>> BEGIN Source passage

The dataset I am experimenting is the spam.csv dataset from one of the Kaggle competitions.

In [2]:
import pandas as pd
import numpy as np

In [3]:
msg = pd.read_csv('spam.csv', encoding = 'latin-1')

msg.head()

Unnamed: 0,v1,v2,Unnamed: 2,Unnamed: 3,Unnamed: 4
0,ham,"Go until jurong point, crazy.. Available only ...",,,
1,ham,Ok lar... Joking wif u oni...,,,
2,spam,Free entry in 2 a wkly comp to win FA Cup fina...,,,
3,ham,U dun say so early hor... U c already then say...,,,
4,ham,"Nah I don't think he goes to usf, he lives aro...",,,


There are 2 lables present: ham (legitimate) and spam.

In [7]:
msg.describe()

Unnamed: 0,v1,v2,Unnamed: 2,Unnamed: 3,Unnamed: 4
count,5572,5572,50,12,6
unique,2,5169,43,10,5
top,ham,"Sorry, I'll call later","bt not his girlfrnd... G o o d n i g h t . . .@""",GE,"GNT:-)"""
freq,4825,30,3,2,2


We see columns [Unnamed: 2	Unnamed: 3	Unnamed: 4] have very few counts compared to the other two and most of that are NaN. So we will remove them.

In [8]:
msg = msg[['v1','v2']]

msg.head()

>> END Source passage

What to work on:
Reproduce the passage from the spam dataset notebook verbatim, beginning at the words "freq,4825,30,3,2,2" and stopping after the words "will remove them.".

>> BEGIN Material supplied

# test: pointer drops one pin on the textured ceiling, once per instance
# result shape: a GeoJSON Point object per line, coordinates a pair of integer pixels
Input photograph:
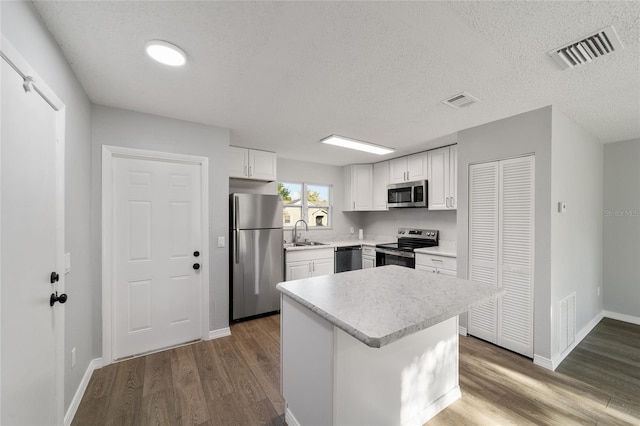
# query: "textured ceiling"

>> END Material supplied
>> BEGIN Material supplied

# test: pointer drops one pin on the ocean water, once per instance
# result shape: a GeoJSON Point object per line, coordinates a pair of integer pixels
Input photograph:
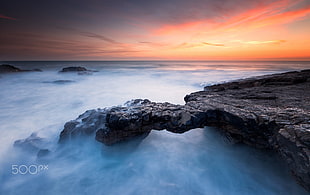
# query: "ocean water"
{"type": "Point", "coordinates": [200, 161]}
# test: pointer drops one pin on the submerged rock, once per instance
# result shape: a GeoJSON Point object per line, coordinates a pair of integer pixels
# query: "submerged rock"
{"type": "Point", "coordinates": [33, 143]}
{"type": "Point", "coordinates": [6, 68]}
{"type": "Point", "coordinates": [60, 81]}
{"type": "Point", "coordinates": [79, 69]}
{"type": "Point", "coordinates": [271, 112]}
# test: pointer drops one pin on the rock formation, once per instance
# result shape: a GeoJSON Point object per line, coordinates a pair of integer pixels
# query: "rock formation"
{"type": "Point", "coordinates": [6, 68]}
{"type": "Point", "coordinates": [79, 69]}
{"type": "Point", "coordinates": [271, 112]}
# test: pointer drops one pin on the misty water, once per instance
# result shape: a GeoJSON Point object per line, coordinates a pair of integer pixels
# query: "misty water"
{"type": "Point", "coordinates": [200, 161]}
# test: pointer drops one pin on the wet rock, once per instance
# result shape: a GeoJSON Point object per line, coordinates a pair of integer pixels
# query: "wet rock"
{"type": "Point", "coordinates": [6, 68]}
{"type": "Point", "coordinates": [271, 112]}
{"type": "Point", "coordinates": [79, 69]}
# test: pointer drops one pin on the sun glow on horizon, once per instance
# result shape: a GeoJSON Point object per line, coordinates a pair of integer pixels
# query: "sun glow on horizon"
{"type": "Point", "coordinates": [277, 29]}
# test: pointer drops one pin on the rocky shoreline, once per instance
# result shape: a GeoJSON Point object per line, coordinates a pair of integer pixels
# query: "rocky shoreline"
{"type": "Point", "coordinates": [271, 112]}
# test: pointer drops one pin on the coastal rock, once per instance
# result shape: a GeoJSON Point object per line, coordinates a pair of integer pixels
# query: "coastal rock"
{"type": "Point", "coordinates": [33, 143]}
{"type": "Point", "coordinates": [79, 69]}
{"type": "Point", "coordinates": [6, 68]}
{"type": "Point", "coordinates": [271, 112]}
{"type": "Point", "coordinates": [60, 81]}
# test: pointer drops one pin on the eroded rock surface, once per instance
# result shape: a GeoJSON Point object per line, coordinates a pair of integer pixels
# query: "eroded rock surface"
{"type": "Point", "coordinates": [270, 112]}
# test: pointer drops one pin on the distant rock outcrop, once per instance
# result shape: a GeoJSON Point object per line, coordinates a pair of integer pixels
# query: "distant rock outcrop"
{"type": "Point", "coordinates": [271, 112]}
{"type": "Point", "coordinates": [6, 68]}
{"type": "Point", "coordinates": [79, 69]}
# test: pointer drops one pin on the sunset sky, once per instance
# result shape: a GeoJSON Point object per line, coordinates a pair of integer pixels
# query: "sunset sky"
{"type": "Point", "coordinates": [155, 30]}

>> END Material supplied

Solution to this problem:
freq,4825,30,3,2,2


We see columns [Unnamed: 2	Unnamed: 3	Unnamed: 4] have very few counts compared to the other two and most of that are NaN. So we will remove them.